Material for the task:
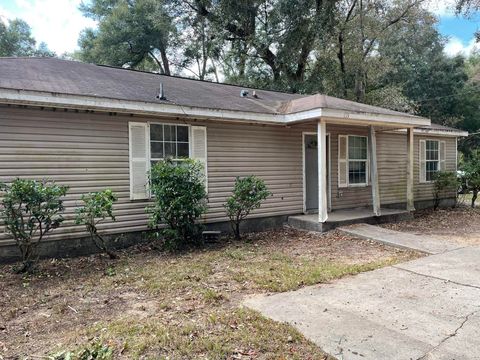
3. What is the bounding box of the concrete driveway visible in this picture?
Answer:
[245,247,480,360]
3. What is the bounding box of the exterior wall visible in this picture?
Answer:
[377,132,457,205]
[0,107,303,246]
[0,106,456,250]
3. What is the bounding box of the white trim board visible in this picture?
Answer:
[0,88,430,126]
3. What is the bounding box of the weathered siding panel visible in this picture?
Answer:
[0,107,456,244]
[327,123,372,210]
[0,107,303,243]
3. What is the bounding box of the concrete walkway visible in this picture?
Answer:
[338,224,461,254]
[244,247,480,360]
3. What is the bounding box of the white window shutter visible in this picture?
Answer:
[128,122,150,200]
[190,126,208,191]
[418,140,427,182]
[439,141,447,171]
[338,135,348,187]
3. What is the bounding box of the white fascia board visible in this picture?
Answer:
[0,88,430,126]
[391,128,468,137]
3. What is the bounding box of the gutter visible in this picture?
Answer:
[0,88,430,127]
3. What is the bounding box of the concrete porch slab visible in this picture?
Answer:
[288,208,412,232]
[339,224,461,254]
[244,248,480,360]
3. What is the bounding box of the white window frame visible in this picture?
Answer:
[147,121,192,171]
[346,134,370,187]
[419,139,441,184]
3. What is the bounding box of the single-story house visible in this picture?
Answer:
[0,58,466,256]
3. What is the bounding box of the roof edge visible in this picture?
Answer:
[0,88,430,127]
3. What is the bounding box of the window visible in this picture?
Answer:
[425,140,440,181]
[348,136,368,185]
[150,124,190,164]
[128,122,208,200]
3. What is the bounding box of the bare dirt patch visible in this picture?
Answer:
[382,206,480,245]
[0,229,419,359]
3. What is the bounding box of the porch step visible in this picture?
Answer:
[288,208,412,232]
[338,224,461,254]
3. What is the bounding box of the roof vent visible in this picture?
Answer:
[157,82,167,100]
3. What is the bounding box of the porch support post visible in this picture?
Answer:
[317,119,328,223]
[368,125,380,216]
[407,128,415,211]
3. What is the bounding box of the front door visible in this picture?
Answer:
[304,134,330,212]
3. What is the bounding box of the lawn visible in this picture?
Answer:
[0,229,419,359]
[383,204,480,246]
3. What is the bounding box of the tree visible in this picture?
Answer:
[79,0,176,75]
[147,159,207,248]
[463,150,480,208]
[0,19,56,57]
[0,19,35,56]
[223,175,271,240]
[75,189,118,259]
[0,179,68,272]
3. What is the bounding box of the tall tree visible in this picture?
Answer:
[0,19,56,57]
[79,0,176,75]
[0,19,35,56]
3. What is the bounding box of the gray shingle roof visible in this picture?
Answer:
[0,57,464,138]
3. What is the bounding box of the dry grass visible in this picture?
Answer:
[0,230,418,359]
[383,205,480,245]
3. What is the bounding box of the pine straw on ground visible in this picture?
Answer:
[0,228,419,359]
[383,206,480,245]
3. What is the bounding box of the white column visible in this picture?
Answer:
[368,125,380,216]
[317,119,328,223]
[407,128,415,211]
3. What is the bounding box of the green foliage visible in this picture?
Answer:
[147,159,207,248]
[223,175,272,239]
[0,19,55,57]
[79,0,176,75]
[48,339,113,360]
[432,171,460,210]
[75,189,117,259]
[463,150,480,208]
[0,179,68,272]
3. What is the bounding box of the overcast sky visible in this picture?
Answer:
[0,0,480,55]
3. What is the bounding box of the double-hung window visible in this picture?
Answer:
[348,136,368,185]
[425,140,440,181]
[129,122,208,200]
[150,123,190,165]
[338,135,368,187]
[420,140,446,182]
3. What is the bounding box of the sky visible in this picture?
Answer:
[0,0,480,56]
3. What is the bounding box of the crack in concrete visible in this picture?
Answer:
[417,310,480,360]
[392,265,480,290]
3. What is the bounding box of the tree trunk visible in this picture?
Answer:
[235,221,241,240]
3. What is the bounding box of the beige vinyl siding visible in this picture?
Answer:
[327,123,372,210]
[0,106,455,245]
[377,132,456,204]
[0,107,303,244]
[414,136,457,201]
[377,132,406,205]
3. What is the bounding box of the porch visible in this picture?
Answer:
[288,208,412,232]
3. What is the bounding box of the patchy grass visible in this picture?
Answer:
[383,205,480,245]
[0,230,418,359]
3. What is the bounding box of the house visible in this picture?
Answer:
[0,58,466,256]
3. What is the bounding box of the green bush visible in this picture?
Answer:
[75,189,117,259]
[0,179,68,272]
[223,175,271,239]
[463,150,480,208]
[433,171,460,210]
[147,159,207,248]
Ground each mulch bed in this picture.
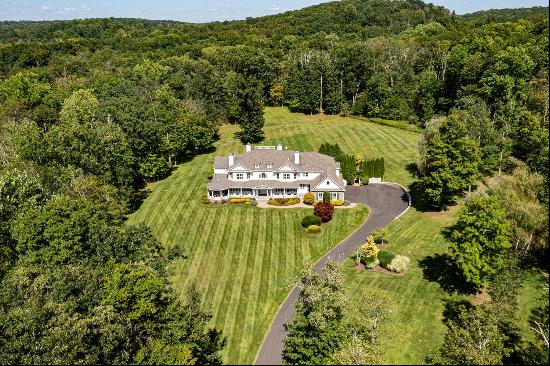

Prompt: Could you write out every one of the entries above again with "bounding box" swapped for "enclosing rectangle" and nothing else altered? Leave the pictures out.

Reply:
3. What is the enclosing rectangle of the concrete driveway visible in this picture?
Answer:
[245,247,480,360]
3. What is the enclosing rectangle of the exterior wall visible in this picture?
Answer:
[377,132,457,205]
[0,107,303,246]
[0,106,456,250]
3. What is the enclosing rectangle of the white trim board visible in this picture?
Answer:
[0,88,430,126]
3. What is the enclosing rectangle of the weathered siding panel visible in this picture?
Answer:
[0,107,456,244]
[327,123,372,210]
[0,107,303,243]
3. What is the enclosing rectangle of the concrete walkway visible in this picture?
Answer:
[338,224,461,254]
[244,247,480,360]
3. What is the enclosing rectangle of the white window shutter visible in this picture?
Answer:
[128,122,150,200]
[190,126,208,191]
[418,140,427,182]
[439,141,447,171]
[338,135,348,187]
3. What is the enclosing rectangle of the white fascia board visible in this picture?
Answer:
[0,88,430,126]
[391,128,468,137]
3. What is the enclosing rectangle of the gutter visible in this picture?
Answer:
[0,88,430,127]
3. What is the enclosing rectangle of the concrete porch slab visible in this picture?
Answer:
[288,208,412,232]
[339,224,461,254]
[244,248,480,360]
3. What is the enclosing rectangle of the white window frame visible in this picture?
Answer:
[147,121,192,171]
[346,134,370,187]
[419,139,441,184]
3. What is the enclosing rectangle of the single-story house visible in this picture?
Answer:
[0,58,466,256]
3. What is the enclosing rectangle of the roof edge visible in this picture?
Answer:
[0,88,430,127]
3. What is the enclosing rectangle of the window visible in this picture?
Answer:
[425,140,440,181]
[348,136,368,185]
[150,124,190,164]
[128,122,208,200]
3. What is the enclosing rectangle of the bare dirt patch visible in this picture?
Answer:
[382,206,480,245]
[0,229,419,359]
3. What is the enclosing rectangle of the porch step visible in this picture?
Answer:
[288,208,412,232]
[338,224,461,254]
3. What is the enclosing rectangle of the roof vent visible in this picture?
Answer:
[157,82,167,100]
3. What is the enclosing rectangle of the porch support post visible in this picture?
Answer:
[317,119,328,223]
[368,125,380,216]
[407,128,415,211]
3. What is the enclosing rectangle of the front door visible in this picture?
Answer:
[304,134,330,212]
3. What is the enclosing rectangle of the lawn visible in this picture?
Answer:
[0,229,419,359]
[383,204,480,246]
3. What is the enclosing rectangle of the tree visible in this picture?
Answer:
[79,0,176,75]
[147,159,207,248]
[463,150,480,208]
[0,19,56,57]
[0,19,35,56]
[223,175,271,240]
[75,189,118,259]
[0,179,68,272]
3. What is the enclosing rectangle of the tall tree visible in this picture?
Answer:
[0,19,56,57]
[79,0,176,75]
[0,19,35,56]
3. What is the enclosing rectangle of the gray shingle roof visible in this picture?
Answer:
[0,57,464,138]
3. What is the enclosing rectangle of the dry grass visible in this picture?
Answer:
[0,230,418,359]
[383,205,480,245]
3. What is the enclosing rectangle of the pine straw on ground visible in this picture?
Answer:
[0,228,419,359]
[383,206,480,245]
3. What is the enclosing rectangle of the white column visible in this picture?
Answer:
[368,125,380,216]
[317,119,328,223]
[407,128,415,211]
3. What is the enclosing rectangle of the green foliage visible in this picture?
Answer:
[147,159,207,248]
[223,175,272,239]
[0,19,55,57]
[79,0,176,75]
[48,339,113,360]
[432,171,460,210]
[75,189,117,259]
[463,150,480,208]
[0,179,68,272]
3. What is the enclosing rectangle of the overcast sky visible in this picture?
Answer:
[0,0,480,55]
3. What is the enclosing rectangle of the double-hung window visible in this picture?
Answer:
[348,136,368,185]
[425,140,440,181]
[129,122,208,200]
[150,123,190,165]
[338,135,368,187]
[420,140,446,182]
3. What is the enclosing rectangle of the sky visible in this picture?
Answer:
[0,0,480,56]
3. What is the enclosing rectangle of the crack in concrete visible in this picture?
Answer:
[417,310,480,360]
[392,265,480,290]
3. What is the enclosing rectangle of the tree trunk visible in this picture?
Answer:
[235,221,241,240]
3. What is the enclosing rectangle of the beige vinyl siding visible in this picture?
Answer:
[327,123,372,210]
[0,106,455,245]
[377,132,456,204]
[0,107,303,244]
[414,136,457,201]
[377,132,406,205]
3. What is the enclosing rectangle of the porch visible in this picture?
Answer:
[288,208,412,232]
3. What is the enclosing rectangle of the patchy grass visible in this picture?
Answer:
[383,205,480,245]
[0,230,418,359]
3. What is the enclosing rectangle of the house visible in this picture?
Answer:
[0,58,466,256]
3. What is the enclosing rectangle of the green bush visible in this picture?
Answer:
[75,189,117,259]
[0,179,68,272]
[223,175,271,239]
[463,150,480,208]
[433,171,460,210]
[147,159,207,248]
Ground each mulch bed in this picture.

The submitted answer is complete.